**What the task requires**
Write out the material below word for word, from its first line up to and including the line containing "x=103, y=54".

**Task inputs**
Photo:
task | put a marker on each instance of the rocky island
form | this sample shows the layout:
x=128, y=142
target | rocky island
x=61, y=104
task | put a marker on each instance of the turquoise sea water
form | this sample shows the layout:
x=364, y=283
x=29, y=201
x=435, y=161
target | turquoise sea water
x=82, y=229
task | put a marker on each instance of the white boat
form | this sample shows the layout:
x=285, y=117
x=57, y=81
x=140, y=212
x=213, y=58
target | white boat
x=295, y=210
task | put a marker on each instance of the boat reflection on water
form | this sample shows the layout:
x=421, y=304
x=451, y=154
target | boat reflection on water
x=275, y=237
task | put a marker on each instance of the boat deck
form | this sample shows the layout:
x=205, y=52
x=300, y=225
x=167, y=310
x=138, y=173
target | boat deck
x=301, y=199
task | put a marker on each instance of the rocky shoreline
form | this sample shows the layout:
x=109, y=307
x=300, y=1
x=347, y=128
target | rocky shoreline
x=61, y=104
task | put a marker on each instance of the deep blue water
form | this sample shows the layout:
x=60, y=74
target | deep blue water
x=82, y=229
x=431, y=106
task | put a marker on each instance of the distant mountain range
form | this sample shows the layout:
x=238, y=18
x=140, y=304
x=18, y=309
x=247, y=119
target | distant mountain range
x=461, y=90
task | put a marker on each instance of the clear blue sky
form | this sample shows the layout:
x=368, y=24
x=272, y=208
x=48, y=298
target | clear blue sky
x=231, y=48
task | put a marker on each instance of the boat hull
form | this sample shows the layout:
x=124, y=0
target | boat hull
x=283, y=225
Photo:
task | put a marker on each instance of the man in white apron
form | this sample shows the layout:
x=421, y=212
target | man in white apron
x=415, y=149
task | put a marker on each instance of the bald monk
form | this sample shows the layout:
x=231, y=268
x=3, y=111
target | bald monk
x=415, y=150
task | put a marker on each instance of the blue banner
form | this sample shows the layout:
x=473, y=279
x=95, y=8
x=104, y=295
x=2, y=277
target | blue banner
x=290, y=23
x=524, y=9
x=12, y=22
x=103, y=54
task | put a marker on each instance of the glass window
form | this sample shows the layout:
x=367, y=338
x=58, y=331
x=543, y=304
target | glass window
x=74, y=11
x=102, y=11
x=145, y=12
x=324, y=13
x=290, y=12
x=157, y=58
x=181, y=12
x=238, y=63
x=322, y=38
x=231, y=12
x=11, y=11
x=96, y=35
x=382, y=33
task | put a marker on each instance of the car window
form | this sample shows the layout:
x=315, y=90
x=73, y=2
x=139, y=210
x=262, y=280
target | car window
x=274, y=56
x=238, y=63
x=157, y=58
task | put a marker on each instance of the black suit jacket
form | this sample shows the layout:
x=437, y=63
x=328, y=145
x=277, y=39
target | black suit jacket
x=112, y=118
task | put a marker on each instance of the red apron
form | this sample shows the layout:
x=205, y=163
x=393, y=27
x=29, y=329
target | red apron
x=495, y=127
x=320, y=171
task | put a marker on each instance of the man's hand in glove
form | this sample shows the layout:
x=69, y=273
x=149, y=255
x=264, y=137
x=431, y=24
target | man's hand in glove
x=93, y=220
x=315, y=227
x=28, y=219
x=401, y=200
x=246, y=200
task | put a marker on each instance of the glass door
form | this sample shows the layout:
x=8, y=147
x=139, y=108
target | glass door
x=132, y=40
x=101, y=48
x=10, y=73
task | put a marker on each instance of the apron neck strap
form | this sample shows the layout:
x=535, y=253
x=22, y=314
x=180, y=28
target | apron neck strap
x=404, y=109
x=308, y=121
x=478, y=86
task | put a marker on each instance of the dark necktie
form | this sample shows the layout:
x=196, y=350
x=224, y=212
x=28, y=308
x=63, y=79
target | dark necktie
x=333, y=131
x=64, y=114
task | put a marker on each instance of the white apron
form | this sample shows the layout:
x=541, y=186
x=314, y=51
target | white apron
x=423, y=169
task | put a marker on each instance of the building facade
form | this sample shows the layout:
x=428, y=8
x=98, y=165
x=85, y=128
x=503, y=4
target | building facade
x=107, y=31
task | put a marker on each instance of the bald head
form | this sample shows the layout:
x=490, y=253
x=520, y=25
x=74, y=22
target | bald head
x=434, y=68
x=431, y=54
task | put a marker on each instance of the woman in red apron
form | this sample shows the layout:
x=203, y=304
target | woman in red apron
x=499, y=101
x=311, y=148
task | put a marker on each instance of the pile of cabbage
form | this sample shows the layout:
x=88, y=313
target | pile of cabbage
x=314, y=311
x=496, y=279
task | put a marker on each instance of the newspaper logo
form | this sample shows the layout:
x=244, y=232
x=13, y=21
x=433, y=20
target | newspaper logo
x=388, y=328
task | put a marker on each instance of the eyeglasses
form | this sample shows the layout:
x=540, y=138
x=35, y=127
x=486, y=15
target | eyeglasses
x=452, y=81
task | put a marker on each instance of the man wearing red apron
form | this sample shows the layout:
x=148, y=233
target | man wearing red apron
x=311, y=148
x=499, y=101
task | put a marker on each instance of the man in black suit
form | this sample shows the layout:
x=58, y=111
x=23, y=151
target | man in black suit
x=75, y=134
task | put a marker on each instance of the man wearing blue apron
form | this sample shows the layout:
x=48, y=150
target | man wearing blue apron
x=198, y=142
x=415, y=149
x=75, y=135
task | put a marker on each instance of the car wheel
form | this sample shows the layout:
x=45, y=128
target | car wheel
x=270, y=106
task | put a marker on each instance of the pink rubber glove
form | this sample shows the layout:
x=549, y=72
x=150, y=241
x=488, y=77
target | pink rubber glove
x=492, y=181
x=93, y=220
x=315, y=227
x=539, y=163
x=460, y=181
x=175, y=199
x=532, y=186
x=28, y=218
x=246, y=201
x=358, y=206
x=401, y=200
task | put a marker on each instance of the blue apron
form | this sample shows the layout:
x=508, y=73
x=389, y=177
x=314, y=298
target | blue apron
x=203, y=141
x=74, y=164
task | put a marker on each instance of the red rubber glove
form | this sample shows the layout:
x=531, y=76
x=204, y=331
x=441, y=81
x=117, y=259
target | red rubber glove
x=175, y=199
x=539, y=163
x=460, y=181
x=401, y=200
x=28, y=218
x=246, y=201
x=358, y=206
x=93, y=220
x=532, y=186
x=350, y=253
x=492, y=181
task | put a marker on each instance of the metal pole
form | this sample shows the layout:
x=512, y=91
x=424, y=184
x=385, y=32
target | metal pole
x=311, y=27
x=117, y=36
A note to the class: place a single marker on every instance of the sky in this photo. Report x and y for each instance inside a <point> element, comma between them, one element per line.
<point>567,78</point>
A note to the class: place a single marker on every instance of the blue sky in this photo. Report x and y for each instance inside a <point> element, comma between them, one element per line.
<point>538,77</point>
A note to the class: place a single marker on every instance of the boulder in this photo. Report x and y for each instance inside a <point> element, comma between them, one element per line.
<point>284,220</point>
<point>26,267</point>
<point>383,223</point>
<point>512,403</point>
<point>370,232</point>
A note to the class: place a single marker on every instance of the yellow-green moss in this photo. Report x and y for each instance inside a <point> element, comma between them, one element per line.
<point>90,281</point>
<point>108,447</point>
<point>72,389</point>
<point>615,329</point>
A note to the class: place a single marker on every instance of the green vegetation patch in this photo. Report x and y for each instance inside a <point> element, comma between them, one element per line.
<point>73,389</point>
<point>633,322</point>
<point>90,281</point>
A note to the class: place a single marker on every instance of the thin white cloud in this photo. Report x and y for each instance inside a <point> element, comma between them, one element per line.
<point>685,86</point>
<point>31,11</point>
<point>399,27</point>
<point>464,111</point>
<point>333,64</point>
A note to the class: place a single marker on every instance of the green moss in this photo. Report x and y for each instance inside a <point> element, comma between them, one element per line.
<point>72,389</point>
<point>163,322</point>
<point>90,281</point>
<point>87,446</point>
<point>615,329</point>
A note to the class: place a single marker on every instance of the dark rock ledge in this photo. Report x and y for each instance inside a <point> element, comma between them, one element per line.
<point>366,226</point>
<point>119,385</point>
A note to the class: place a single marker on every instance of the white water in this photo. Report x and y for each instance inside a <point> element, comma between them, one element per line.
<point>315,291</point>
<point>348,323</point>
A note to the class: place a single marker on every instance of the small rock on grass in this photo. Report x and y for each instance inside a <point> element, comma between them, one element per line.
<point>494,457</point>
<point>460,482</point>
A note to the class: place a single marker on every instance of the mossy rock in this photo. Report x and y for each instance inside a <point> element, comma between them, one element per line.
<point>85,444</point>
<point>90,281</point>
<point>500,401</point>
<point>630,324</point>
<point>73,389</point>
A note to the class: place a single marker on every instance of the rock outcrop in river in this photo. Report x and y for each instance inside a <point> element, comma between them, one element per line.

**Correct output**
Photo:
task | put a marker on each instance of the rocky island
form | this sample shows the layout:
x=128, y=142
target | rocky island
x=61, y=104
task | put a marker on each instance of the turquoise sea water
form | this sample shows the layout:
x=364, y=283
x=29, y=201
x=435, y=161
target | turquoise sea water
x=82, y=229
task | put a marker on each instance of the white boat
form | this sample shows the layout:
x=285, y=117
x=57, y=81
x=140, y=212
x=213, y=58
target | white boat
x=295, y=210
task | put a marker on each instance of the boat reflection on water
form | this sample shows the layout:
x=421, y=304
x=451, y=154
target | boat reflection on water
x=275, y=237
task | put a marker on each instance of the boat deck
form | this sample shows the layout:
x=205, y=52
x=300, y=225
x=167, y=310
x=138, y=173
target | boat deck
x=301, y=199
task | put a marker on each instance of the rocky shoreline
form | this sample shows the layout:
x=109, y=307
x=300, y=1
x=347, y=128
target | rocky shoreline
x=61, y=104
task | put a marker on each instance of the deep blue water
form | this sample shows the layout:
x=60, y=74
target | deep blue water
x=82, y=229
x=431, y=106
task | put a marker on each instance of the distant mountain range
form | this sample shows the layout:
x=238, y=18
x=140, y=304
x=18, y=309
x=247, y=119
target | distant mountain range
x=461, y=90
task | put a marker on each instance of the clear blue sky
form | this sample shows the layout:
x=368, y=24
x=272, y=208
x=48, y=298
target | clear blue sky
x=231, y=48
task | put a marker on each instance of the boat hull
form | this sample shows the layout:
x=124, y=0
target | boat hull
x=283, y=225
Photo:
task | put a marker on each instance of the man in white apron
form | this sample shows the layout:
x=421, y=212
target | man in white apron
x=415, y=149
task | put a marker on each instance of the bald monk
form | this sample shows the layout:
x=231, y=268
x=3, y=111
target | bald monk
x=415, y=150
task | put a marker on each instance of the blue banner
form | this sample shows the layout:
x=473, y=279
x=95, y=8
x=104, y=295
x=2, y=277
target | blue banner
x=290, y=23
x=524, y=9
x=12, y=22
x=103, y=54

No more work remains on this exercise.